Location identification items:
^^^^
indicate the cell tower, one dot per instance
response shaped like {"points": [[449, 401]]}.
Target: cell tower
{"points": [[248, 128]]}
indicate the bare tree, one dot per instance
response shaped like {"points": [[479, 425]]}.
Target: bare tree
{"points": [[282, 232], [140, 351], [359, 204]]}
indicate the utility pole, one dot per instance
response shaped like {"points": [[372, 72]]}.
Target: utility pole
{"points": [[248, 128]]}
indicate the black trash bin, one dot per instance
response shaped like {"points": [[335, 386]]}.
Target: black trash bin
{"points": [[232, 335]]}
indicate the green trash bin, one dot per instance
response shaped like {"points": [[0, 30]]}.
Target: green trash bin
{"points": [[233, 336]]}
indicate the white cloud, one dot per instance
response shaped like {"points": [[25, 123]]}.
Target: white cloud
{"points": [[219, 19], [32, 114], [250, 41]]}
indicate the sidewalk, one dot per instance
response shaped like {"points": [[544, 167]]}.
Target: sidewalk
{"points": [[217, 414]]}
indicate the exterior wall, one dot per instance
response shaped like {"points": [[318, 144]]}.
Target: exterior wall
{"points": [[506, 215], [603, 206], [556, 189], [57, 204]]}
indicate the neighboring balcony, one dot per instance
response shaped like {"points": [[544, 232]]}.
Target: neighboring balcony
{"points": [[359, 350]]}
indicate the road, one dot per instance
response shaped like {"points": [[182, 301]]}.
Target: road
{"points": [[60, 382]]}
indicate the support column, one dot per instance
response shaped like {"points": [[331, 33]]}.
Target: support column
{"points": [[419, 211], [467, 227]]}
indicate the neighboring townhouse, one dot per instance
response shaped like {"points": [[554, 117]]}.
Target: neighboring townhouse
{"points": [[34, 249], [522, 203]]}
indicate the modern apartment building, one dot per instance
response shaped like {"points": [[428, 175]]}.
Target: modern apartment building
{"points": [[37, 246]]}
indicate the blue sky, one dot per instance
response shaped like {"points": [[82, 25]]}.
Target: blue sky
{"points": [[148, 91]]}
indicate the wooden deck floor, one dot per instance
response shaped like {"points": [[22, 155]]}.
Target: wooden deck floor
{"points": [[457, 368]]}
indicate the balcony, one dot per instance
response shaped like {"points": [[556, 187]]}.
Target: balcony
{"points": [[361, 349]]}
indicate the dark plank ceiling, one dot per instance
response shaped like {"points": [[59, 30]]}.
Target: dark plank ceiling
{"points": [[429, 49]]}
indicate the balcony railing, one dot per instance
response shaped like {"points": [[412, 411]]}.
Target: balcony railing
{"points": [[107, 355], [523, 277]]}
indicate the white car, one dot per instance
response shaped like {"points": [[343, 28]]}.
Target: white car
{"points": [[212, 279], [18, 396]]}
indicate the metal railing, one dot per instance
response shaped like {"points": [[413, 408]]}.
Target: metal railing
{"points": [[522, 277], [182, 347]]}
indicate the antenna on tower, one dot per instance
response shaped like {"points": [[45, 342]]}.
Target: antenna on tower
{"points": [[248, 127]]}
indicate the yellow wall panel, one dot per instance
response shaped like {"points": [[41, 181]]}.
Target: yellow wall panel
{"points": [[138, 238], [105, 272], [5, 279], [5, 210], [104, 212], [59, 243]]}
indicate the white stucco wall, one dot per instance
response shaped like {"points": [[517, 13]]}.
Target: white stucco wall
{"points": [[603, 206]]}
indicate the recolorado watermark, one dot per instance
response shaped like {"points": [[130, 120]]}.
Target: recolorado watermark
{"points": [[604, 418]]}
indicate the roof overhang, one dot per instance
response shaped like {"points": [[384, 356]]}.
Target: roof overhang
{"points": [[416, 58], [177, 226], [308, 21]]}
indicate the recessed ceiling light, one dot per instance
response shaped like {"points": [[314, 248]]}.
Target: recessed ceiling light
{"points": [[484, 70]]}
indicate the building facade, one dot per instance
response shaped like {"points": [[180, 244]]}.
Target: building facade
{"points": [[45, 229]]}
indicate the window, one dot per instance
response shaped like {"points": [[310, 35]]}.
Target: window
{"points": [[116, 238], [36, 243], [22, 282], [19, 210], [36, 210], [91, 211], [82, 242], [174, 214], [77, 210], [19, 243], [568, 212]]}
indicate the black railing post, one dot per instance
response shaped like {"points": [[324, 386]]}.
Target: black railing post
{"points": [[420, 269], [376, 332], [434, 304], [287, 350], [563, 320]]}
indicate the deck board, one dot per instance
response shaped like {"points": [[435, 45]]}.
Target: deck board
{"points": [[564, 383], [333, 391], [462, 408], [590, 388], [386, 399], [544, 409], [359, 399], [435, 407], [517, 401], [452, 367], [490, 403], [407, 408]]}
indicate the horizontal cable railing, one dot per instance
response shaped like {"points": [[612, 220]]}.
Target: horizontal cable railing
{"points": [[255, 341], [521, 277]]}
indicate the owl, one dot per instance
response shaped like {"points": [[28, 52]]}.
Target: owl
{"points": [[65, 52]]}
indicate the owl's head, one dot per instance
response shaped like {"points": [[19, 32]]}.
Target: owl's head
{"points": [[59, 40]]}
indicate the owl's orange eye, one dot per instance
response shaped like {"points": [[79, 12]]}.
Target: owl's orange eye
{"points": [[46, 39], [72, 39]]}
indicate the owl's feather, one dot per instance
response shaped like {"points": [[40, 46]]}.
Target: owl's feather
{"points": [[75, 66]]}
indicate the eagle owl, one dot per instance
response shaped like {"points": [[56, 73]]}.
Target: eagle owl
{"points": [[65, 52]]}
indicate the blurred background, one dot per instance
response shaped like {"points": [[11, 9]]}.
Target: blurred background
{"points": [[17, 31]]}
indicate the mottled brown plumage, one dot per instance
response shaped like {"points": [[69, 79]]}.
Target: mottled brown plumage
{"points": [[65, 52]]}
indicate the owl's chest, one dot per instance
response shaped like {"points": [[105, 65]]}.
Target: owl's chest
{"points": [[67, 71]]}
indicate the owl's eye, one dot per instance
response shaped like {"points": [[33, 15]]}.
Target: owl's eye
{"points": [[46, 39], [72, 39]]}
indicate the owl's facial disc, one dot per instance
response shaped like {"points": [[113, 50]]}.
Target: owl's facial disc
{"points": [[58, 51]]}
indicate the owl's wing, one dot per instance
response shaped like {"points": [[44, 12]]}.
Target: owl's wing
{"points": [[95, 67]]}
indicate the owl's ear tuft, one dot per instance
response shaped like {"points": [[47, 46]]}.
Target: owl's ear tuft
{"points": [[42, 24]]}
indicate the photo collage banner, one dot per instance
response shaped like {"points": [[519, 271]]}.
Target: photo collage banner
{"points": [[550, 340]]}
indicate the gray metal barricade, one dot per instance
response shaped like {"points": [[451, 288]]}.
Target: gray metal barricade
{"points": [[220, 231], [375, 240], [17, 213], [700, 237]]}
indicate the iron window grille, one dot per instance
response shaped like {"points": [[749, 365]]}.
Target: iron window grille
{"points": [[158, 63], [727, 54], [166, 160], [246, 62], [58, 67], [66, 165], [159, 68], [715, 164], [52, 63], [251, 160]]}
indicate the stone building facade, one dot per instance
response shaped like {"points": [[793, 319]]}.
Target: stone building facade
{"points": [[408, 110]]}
^^^^
• What is expected:
Write out every line of the records exactly.

• Output for this exercise:
indicate the cell tower, one dot per instance
response shaped like {"points": [[449, 401]]}.
Target: cell tower
{"points": [[248, 128]]}
indicate the bare tree, one dot per instance
response shaped like {"points": [[479, 425]]}.
Target: bare tree
{"points": [[282, 232], [140, 351], [359, 204]]}
indicate the utility pole, one dot per instance
response shaped like {"points": [[372, 72]]}.
Target: utility pole
{"points": [[248, 128]]}
indicate the black trash bin, one dot per instance
response shaped like {"points": [[335, 386]]}.
Target: black trash bin
{"points": [[232, 335]]}
indicate the green trash bin, one dot per instance
response shaped like {"points": [[0, 30]]}.
Target: green trash bin
{"points": [[233, 336]]}
indicate the white cloud, one dot per instance
response shaped like {"points": [[25, 123]]}.
Target: white cloud
{"points": [[219, 19], [32, 114], [250, 41]]}
indicate the sidewalk, one dot per instance
response shaped like {"points": [[544, 167]]}.
Target: sidewalk
{"points": [[217, 414]]}
indicate the exterior wall, one dot per instance
response shaped like {"points": [[318, 144]]}.
Target: exterior wall
{"points": [[506, 215], [603, 206], [556, 189], [57, 204]]}
indicate the neighboring balcony, one dot per instance
response shaped like {"points": [[544, 232]]}.
Target: neighboring balcony
{"points": [[359, 350]]}
indicate the road, one dot per instance
response shaped like {"points": [[182, 301]]}.
Target: road
{"points": [[60, 382]]}
indicate the support column, one dot per instance
response shaped like {"points": [[331, 33]]}.
Target: support column
{"points": [[419, 211], [467, 227]]}
indicate the neighboring townhouse, one dot per instance
response shaped like {"points": [[554, 117]]}.
Target: neighboring townhouse
{"points": [[34, 249], [522, 203]]}
indicate the modern apartment building, one dot per instance
response shaped like {"points": [[428, 175]]}.
Target: modern apartment building
{"points": [[37, 246]]}
indicate the blue sky, one dot per instance
response shaped like {"points": [[82, 25]]}.
Target: blue sky
{"points": [[148, 91]]}
indicate the wooden deck floor, one dot per instance
response shaped like {"points": [[22, 155]]}.
Target: wooden deck floor
{"points": [[457, 368]]}
indicate the balcony, one dot per instance
response shaped like {"points": [[556, 187]]}.
Target: balcony
{"points": [[361, 349]]}
indicate the dark plank ceiling, one dot per instance
response shaped like {"points": [[59, 30]]}.
Target: dark plank ceiling
{"points": [[429, 49]]}
indicate the balcony railing, one dot per instance
response shaped like {"points": [[412, 411]]}.
Target: balcony railing
{"points": [[107, 355], [523, 277]]}
indicate the white car, one dot per instance
response shaped like {"points": [[343, 28]]}.
Target: white car
{"points": [[212, 279], [18, 396]]}
indicate the metal railing, one dot per instance
response shaped like {"points": [[413, 408]]}.
Target: metal railing
{"points": [[522, 277], [182, 347]]}
indicate the antenna on tower, one dot per instance
response shaped like {"points": [[45, 342]]}.
Target: antenna on tower
{"points": [[248, 127]]}
indicate the yellow wall panel, one dot per instance
response shaped like {"points": [[41, 181]]}.
Target: yellow wall panel
{"points": [[138, 238], [105, 272], [5, 279], [5, 210], [104, 212], [59, 243]]}
indicate the white stucco wall, one dot per instance
response shaped like {"points": [[517, 13]]}.
Target: white stucco wall
{"points": [[603, 206]]}
indicate the recolorado watermark, one dot per instance
response shaped like {"points": [[130, 120]]}.
Target: recolorado watermark
{"points": [[604, 418]]}
indicate the roof overhang, one dot per instance
response shaped like {"points": [[384, 356]]}.
Target: roof overhang
{"points": [[416, 58], [177, 226], [308, 21]]}
indicate the recessed ceiling light, one dot per instance
response shaped like {"points": [[314, 248]]}.
Target: recessed ceiling light
{"points": [[484, 70]]}
indicate the building facade, one dot per instance
response shaped like {"points": [[180, 244]]}.
Target: building facade
{"points": [[45, 229]]}
indicate the window, one dot per instance
response shaped like {"points": [[310, 35]]}.
Target: window
{"points": [[116, 238], [36, 243], [22, 282], [19, 210], [36, 210], [91, 211], [82, 242], [174, 214], [77, 210], [19, 243], [568, 212]]}
indicate the black railing post, one dot per instance
response shaped like {"points": [[324, 386]]}.
Target: black railing post
{"points": [[420, 269], [376, 332], [434, 304], [287, 350], [563, 320]]}
indicate the deck board, one dot per instance
response shaped like {"points": [[435, 45]]}.
Target: deck board
{"points": [[564, 383], [333, 391], [462, 408], [590, 388], [386, 399], [544, 409], [359, 399], [435, 407], [517, 401], [452, 367], [490, 403], [407, 408]]}
indicate the horizontal cable railing, one dot per instance
response shaped like {"points": [[612, 220]]}.
Target: horizontal cable railing
{"points": [[255, 341], [521, 277]]}
indicate the owl, one dot per instance
response shaped like {"points": [[28, 52]]}.
Target: owl
{"points": [[65, 52]]}
indicate the owl's head, one dot per instance
response shaped like {"points": [[19, 32]]}.
Target: owl's head
{"points": [[59, 40]]}
indicate the owl's orange eye, one dot per instance
response shaped like {"points": [[79, 12]]}.
Target: owl's orange eye
{"points": [[46, 39], [72, 39]]}
indicate the owl's feather, one dot per instance
response shaped like {"points": [[40, 46]]}.
Target: owl's feather
{"points": [[75, 66]]}
indicate the eagle owl, one dot per instance
response shaped like {"points": [[56, 73]]}.
Target: eagle owl
{"points": [[65, 52]]}
indicate the blurred background, one dot per instance
response shaped like {"points": [[11, 9]]}.
Target: blurred background
{"points": [[17, 31]]}
indicate the mottled brown plumage, one dot per instance
response shaped like {"points": [[69, 79]]}.
Target: mottled brown plumage
{"points": [[65, 52]]}
indicate the owl's chest, one dot per instance
response shaped like {"points": [[105, 65]]}.
Target: owl's chest
{"points": [[67, 71]]}
indicate the owl's eye, one dot per instance
response shaped like {"points": [[33, 15]]}.
Target: owl's eye
{"points": [[46, 39], [72, 39]]}
indicate the owl's facial disc, one dot per instance
response shaped like {"points": [[113, 50]]}.
Target: owl's facial disc
{"points": [[58, 51]]}
indicate the owl's wing, one dot per instance
response shaped like {"points": [[44, 12]]}.
Target: owl's wing
{"points": [[95, 67]]}
indicate the owl's ear tuft, one dot per instance
response shaped like {"points": [[47, 46]]}.
Target: owl's ear tuft
{"points": [[42, 24]]}
indicate the photo collage banner, one dot per instance
response shaped like {"points": [[519, 271]]}.
Target: photo collage banner
{"points": [[550, 340]]}
indicate the gray metal barricade, one dot per instance
response shaped like {"points": [[451, 288]]}.
Target: gray metal barricade
{"points": [[220, 231], [375, 240], [17, 213], [700, 237]]}
indicate the iron window grille, one dot per instance
response shaped like {"points": [[749, 365]]}.
Target: iron window grille
{"points": [[158, 63], [727, 54], [166, 160], [246, 62], [58, 67], [66, 165], [159, 68], [715, 164], [52, 63], [251, 160]]}
indicate the stone building facade, one dot per instance
response shaped like {"points": [[793, 319]]}.
Target: stone building facade
{"points": [[408, 110]]}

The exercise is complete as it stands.